### Materials provided
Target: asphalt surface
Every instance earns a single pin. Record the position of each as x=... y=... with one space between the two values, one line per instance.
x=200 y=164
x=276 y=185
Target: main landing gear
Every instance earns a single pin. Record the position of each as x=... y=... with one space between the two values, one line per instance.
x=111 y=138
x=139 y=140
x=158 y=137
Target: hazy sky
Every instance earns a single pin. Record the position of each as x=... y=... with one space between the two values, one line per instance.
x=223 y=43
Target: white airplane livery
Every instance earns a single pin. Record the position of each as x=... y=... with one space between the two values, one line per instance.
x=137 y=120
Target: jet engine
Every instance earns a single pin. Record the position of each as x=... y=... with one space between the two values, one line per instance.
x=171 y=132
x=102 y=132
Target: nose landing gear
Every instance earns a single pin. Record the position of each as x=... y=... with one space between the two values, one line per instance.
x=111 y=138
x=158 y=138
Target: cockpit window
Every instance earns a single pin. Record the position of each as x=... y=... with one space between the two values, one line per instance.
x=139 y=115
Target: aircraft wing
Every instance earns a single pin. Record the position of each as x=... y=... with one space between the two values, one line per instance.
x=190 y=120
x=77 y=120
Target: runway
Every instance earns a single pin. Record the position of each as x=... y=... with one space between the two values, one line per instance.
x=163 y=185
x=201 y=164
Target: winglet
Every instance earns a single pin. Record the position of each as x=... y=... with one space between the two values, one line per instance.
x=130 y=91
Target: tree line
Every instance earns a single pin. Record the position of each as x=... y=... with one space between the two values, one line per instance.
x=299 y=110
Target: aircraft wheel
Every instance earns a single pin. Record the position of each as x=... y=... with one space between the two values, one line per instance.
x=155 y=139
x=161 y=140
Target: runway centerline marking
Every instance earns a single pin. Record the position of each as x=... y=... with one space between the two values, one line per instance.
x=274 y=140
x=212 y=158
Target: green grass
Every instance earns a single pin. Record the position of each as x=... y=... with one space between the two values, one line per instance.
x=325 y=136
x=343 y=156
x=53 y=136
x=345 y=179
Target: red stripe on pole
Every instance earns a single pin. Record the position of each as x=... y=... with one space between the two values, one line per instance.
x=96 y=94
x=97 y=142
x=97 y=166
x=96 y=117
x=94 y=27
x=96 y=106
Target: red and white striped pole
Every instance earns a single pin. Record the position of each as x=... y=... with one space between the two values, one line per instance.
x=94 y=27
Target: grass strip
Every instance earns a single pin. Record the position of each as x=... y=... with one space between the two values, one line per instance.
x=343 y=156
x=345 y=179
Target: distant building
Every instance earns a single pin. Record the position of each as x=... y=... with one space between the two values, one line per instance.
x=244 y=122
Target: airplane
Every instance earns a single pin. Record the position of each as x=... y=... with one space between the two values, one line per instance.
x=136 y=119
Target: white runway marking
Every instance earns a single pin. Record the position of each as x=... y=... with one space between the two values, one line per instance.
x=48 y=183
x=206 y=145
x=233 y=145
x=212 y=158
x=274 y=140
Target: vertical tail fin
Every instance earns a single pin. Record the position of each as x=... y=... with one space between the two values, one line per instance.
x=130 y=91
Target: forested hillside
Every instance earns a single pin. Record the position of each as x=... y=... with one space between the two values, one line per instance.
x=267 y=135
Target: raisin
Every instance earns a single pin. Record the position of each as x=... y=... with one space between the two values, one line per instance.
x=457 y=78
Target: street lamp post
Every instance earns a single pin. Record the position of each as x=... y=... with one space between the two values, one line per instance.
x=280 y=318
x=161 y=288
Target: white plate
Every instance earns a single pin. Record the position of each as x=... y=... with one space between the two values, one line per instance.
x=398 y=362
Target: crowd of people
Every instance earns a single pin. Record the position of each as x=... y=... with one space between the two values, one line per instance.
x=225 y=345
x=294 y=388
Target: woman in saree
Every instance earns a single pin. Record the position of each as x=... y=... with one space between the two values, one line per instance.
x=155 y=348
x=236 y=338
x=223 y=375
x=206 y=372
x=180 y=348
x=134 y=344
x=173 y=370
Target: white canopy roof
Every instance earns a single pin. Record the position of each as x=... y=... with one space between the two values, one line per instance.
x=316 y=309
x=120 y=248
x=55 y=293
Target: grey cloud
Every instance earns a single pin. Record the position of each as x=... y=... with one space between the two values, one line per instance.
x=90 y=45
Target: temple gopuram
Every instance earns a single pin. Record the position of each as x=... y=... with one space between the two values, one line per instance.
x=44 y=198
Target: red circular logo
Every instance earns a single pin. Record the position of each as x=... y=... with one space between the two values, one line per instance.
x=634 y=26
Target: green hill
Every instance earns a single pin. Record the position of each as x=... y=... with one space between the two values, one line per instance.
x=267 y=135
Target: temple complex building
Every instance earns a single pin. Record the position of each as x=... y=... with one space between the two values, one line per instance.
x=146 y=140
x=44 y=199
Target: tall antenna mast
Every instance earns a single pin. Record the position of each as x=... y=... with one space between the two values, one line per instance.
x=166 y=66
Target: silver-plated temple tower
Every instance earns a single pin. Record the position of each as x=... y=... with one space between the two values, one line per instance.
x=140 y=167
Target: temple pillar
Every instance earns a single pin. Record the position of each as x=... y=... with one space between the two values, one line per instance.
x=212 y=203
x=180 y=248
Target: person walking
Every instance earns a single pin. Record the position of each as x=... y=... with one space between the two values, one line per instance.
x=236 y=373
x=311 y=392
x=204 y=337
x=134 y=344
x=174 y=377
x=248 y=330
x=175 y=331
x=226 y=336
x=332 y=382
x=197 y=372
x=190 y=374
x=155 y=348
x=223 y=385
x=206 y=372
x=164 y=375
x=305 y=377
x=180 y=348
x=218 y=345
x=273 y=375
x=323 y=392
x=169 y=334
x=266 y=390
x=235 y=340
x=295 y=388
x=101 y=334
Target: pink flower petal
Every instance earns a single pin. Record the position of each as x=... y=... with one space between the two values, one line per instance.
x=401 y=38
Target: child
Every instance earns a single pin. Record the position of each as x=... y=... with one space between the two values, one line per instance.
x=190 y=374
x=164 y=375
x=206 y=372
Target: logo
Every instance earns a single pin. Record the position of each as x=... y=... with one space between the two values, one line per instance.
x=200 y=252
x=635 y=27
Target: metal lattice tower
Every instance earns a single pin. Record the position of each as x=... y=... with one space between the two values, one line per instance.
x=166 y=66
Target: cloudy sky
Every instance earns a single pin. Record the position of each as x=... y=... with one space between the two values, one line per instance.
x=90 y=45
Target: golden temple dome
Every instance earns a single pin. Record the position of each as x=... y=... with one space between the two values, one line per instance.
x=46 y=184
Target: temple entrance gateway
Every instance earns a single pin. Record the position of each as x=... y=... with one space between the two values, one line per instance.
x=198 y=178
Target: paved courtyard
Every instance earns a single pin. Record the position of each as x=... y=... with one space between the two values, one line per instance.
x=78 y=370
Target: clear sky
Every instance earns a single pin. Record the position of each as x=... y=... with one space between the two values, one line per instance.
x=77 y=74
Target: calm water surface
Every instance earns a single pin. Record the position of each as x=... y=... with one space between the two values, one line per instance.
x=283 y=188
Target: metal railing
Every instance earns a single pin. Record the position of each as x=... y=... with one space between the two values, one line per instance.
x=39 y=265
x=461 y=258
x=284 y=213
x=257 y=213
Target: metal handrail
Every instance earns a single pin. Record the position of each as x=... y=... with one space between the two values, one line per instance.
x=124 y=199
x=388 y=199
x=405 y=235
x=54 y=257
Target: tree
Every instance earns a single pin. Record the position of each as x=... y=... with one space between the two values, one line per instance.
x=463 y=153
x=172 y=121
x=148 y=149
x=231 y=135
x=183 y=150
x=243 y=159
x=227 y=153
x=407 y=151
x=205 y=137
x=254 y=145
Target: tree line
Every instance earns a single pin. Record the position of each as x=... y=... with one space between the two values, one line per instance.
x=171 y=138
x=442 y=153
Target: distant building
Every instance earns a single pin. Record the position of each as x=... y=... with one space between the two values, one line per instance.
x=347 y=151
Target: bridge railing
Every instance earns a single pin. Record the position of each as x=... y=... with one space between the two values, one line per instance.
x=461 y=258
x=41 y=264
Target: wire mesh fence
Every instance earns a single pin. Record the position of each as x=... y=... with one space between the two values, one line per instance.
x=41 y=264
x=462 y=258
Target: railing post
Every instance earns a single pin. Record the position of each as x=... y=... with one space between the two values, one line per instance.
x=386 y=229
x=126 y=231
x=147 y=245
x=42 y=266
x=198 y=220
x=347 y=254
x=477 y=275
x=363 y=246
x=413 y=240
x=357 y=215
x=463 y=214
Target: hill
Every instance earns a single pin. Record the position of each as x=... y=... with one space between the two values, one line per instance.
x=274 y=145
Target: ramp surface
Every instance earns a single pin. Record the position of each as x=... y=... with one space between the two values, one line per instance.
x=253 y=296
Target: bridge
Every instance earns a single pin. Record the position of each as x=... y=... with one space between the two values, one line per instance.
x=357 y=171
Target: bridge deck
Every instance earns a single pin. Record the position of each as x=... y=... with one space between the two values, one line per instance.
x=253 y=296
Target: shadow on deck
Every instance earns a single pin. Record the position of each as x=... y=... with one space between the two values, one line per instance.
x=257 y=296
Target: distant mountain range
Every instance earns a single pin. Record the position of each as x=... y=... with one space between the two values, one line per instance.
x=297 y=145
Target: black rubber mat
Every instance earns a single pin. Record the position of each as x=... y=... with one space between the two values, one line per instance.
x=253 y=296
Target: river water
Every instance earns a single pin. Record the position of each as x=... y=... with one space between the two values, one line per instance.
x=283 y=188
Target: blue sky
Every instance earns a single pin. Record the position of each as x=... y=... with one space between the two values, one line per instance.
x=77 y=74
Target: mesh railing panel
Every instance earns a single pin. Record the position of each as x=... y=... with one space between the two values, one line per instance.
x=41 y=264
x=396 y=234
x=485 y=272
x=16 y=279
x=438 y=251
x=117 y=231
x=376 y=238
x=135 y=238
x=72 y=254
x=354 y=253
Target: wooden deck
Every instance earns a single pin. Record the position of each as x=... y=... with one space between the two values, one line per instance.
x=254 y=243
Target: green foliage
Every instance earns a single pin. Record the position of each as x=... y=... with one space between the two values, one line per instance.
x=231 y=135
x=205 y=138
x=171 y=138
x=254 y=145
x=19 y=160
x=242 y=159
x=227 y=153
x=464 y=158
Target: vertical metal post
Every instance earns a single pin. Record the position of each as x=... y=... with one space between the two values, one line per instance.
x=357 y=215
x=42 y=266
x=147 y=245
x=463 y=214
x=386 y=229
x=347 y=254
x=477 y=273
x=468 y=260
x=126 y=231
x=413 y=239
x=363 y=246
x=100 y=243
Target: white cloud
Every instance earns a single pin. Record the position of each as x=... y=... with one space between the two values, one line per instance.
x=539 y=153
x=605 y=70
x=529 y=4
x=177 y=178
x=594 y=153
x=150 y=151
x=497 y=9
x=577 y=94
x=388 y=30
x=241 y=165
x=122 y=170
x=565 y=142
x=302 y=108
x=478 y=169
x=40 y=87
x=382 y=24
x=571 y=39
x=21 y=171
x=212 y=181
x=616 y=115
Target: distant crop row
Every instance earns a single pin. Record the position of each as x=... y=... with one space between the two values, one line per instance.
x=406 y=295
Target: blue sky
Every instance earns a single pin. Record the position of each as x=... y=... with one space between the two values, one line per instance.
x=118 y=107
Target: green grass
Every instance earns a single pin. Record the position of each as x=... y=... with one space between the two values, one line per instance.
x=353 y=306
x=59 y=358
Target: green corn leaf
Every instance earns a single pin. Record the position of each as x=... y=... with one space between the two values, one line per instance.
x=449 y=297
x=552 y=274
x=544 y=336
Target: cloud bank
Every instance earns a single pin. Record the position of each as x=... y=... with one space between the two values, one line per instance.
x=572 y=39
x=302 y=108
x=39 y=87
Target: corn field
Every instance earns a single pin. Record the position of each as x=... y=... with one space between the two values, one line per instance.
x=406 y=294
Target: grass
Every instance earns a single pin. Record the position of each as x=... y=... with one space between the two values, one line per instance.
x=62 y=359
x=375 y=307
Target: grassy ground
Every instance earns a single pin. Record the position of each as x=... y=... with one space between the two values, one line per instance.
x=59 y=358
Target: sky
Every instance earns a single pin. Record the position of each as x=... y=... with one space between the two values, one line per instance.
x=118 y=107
######
- _What the task asks_: Each line from the first line of the listing through the line containing "Target: main landing gear" must be set down exactly; no other line belongs in the answer.

- _Response to the task_:
Target: asphalt surface
Every instance earns a single pin. Record the position of each as x=... y=... with one space between the two values, one line per instance.
x=200 y=164
x=276 y=185
Target: main landing gear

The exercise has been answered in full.